**WHAT TO PRODUCE**
Your answer should contain only the lines from the top of the data below down through the one with "positive clicks: (269, 101) (237, 144)", transcribed exactly and without pictures; please include nothing more.

**RECORD EXCERPTS**

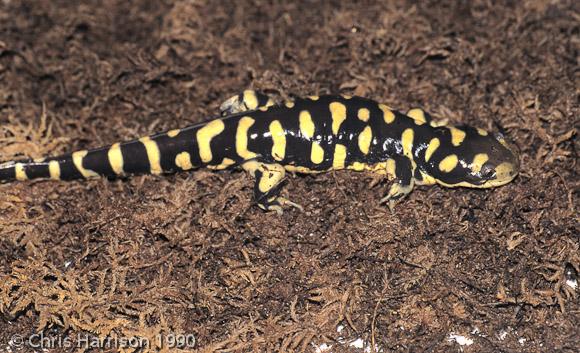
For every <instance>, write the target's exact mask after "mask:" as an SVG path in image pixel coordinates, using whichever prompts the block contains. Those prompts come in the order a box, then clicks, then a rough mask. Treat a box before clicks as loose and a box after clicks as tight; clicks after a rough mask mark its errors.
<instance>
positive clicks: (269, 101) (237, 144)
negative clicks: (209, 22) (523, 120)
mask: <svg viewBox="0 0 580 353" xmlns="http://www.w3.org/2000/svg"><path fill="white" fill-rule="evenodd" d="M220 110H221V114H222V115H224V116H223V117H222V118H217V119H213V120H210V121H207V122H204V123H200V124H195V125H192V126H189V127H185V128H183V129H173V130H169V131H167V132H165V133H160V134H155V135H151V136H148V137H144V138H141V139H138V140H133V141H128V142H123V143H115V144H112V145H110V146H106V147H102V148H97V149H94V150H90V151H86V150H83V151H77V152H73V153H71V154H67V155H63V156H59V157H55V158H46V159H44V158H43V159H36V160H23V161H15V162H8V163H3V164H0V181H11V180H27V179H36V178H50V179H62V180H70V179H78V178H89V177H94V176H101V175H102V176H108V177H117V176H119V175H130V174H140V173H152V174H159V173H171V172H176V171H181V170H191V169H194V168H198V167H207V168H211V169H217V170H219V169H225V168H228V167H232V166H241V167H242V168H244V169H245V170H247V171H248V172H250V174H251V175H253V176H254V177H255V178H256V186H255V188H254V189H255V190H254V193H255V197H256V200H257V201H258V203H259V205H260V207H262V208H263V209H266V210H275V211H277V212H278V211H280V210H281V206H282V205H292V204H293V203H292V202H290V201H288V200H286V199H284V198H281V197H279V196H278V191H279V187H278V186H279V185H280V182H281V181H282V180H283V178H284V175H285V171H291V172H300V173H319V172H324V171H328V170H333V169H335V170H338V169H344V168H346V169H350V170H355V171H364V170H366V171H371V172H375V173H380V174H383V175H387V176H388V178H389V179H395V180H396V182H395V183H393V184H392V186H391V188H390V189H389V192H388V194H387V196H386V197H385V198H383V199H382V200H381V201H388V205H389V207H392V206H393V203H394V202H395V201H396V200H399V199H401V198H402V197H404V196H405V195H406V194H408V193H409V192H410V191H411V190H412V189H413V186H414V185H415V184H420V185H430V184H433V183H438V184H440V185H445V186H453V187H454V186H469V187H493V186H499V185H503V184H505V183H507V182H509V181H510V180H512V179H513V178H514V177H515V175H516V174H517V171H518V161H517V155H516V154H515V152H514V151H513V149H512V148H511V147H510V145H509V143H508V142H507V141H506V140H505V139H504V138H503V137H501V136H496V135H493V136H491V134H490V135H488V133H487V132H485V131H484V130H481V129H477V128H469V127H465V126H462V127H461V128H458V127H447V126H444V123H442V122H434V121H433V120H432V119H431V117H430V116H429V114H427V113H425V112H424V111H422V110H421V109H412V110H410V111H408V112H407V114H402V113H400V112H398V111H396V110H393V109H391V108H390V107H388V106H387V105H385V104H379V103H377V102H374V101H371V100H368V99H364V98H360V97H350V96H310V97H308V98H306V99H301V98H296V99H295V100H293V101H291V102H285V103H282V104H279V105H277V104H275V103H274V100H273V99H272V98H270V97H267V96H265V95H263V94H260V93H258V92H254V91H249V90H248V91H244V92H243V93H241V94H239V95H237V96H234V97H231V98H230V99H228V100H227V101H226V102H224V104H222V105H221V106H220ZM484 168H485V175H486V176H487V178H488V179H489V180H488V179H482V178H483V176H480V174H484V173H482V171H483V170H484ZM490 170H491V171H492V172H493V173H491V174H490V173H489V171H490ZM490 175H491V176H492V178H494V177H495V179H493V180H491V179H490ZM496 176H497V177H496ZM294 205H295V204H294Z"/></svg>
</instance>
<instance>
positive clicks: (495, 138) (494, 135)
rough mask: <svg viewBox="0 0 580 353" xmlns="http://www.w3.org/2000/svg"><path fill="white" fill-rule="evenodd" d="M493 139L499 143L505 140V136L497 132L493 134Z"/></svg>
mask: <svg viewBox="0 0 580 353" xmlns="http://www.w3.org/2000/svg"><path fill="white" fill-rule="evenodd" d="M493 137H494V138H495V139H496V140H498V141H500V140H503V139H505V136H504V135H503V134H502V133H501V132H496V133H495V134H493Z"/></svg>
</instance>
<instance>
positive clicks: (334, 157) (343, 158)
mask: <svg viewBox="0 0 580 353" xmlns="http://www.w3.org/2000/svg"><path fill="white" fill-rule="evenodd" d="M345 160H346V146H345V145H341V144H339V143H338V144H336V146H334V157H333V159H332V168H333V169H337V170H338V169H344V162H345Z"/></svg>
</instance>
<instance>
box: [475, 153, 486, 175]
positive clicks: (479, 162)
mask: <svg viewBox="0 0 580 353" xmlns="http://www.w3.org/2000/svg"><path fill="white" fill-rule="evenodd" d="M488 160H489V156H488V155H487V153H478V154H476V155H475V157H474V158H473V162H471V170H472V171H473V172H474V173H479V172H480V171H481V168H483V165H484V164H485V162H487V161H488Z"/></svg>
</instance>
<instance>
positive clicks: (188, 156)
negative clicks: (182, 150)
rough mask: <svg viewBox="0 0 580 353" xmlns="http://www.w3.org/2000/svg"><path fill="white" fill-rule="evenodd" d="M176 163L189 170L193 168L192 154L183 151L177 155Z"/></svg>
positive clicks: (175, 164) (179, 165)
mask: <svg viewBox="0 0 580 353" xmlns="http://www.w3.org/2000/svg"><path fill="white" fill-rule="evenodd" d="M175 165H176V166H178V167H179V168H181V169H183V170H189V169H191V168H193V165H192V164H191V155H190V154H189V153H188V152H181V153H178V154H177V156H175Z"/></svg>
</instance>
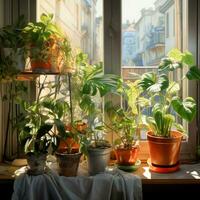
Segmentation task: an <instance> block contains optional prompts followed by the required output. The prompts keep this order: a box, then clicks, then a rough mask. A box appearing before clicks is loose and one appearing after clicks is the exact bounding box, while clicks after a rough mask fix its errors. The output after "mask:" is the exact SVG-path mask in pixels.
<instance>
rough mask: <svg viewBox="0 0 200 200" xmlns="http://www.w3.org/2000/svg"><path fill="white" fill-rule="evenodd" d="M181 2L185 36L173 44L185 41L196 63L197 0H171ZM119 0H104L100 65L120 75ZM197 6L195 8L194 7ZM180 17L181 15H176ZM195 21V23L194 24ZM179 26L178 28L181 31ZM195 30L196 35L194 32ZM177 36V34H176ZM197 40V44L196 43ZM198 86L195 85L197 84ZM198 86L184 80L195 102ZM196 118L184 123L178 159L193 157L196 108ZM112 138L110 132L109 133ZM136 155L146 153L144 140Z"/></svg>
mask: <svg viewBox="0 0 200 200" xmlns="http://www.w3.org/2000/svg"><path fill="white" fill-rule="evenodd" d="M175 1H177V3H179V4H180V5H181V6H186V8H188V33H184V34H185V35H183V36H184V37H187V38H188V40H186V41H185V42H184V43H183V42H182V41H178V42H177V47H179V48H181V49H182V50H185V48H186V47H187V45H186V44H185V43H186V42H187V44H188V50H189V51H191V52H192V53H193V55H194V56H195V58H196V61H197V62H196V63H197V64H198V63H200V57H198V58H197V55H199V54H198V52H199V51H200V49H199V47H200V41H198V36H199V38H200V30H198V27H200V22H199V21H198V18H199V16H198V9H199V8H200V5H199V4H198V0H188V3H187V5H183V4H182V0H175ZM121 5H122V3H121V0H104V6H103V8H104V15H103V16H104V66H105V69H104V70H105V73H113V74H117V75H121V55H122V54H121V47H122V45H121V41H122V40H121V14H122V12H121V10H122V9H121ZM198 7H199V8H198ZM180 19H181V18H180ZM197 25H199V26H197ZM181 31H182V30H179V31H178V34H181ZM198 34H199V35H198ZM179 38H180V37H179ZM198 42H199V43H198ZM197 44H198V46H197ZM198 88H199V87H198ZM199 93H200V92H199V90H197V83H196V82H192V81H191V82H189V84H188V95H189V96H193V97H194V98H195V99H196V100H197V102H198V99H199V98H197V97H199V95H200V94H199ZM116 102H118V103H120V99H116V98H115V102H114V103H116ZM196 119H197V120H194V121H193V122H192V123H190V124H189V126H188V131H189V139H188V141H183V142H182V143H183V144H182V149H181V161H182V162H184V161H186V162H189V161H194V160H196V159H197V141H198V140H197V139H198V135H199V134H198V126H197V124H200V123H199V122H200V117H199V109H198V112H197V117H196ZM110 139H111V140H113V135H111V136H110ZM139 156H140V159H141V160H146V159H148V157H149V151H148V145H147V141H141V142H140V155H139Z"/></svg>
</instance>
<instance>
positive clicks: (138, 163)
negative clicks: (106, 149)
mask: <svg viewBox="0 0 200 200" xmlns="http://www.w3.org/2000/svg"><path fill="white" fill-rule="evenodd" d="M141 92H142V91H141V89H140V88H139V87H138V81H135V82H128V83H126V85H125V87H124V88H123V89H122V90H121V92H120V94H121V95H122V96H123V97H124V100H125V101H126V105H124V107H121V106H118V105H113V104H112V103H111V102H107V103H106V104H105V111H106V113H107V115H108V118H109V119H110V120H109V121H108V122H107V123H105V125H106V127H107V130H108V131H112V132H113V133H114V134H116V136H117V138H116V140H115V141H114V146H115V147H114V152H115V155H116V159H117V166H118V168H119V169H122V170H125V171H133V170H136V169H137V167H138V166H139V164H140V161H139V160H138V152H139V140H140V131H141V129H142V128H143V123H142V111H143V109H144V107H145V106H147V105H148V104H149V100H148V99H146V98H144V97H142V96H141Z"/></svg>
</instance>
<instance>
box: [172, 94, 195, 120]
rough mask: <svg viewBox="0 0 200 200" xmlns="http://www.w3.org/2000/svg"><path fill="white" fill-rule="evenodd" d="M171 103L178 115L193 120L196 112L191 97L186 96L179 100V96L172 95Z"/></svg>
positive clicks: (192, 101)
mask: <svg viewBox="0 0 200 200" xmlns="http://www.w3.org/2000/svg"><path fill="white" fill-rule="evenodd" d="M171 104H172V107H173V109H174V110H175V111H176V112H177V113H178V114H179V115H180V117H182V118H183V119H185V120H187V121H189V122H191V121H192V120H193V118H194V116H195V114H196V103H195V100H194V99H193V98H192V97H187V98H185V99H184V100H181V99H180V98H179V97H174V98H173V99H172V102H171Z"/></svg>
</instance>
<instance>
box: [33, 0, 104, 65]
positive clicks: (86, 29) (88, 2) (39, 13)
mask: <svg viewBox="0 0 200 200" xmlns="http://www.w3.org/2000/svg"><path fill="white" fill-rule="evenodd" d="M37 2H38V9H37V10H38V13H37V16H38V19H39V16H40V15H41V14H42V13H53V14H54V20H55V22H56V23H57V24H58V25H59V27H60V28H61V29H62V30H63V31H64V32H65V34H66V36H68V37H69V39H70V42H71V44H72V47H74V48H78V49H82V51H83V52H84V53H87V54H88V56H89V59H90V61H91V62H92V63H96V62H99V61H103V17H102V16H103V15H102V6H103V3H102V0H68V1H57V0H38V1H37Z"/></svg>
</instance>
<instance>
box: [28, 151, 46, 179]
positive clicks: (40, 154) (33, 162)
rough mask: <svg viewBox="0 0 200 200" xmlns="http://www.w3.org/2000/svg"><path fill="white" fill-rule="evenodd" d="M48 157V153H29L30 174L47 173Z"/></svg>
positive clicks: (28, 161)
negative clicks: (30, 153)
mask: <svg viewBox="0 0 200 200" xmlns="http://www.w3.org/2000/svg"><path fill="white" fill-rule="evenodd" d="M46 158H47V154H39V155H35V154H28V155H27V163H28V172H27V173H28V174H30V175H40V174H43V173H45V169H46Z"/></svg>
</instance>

**TASK OUTPUT**
For every <instance>, write the target's exact mask after "mask:" as an SVG path in image pixel coordinates, using whichever prompts the block contains. Those prompts come in the order a box, then clicks, then a rough mask. Treat a box before clicks as loose and a box after clicks as tight; clicks after a rough mask mark its errors.
<instance>
positive clicks: (269, 101) (237, 144)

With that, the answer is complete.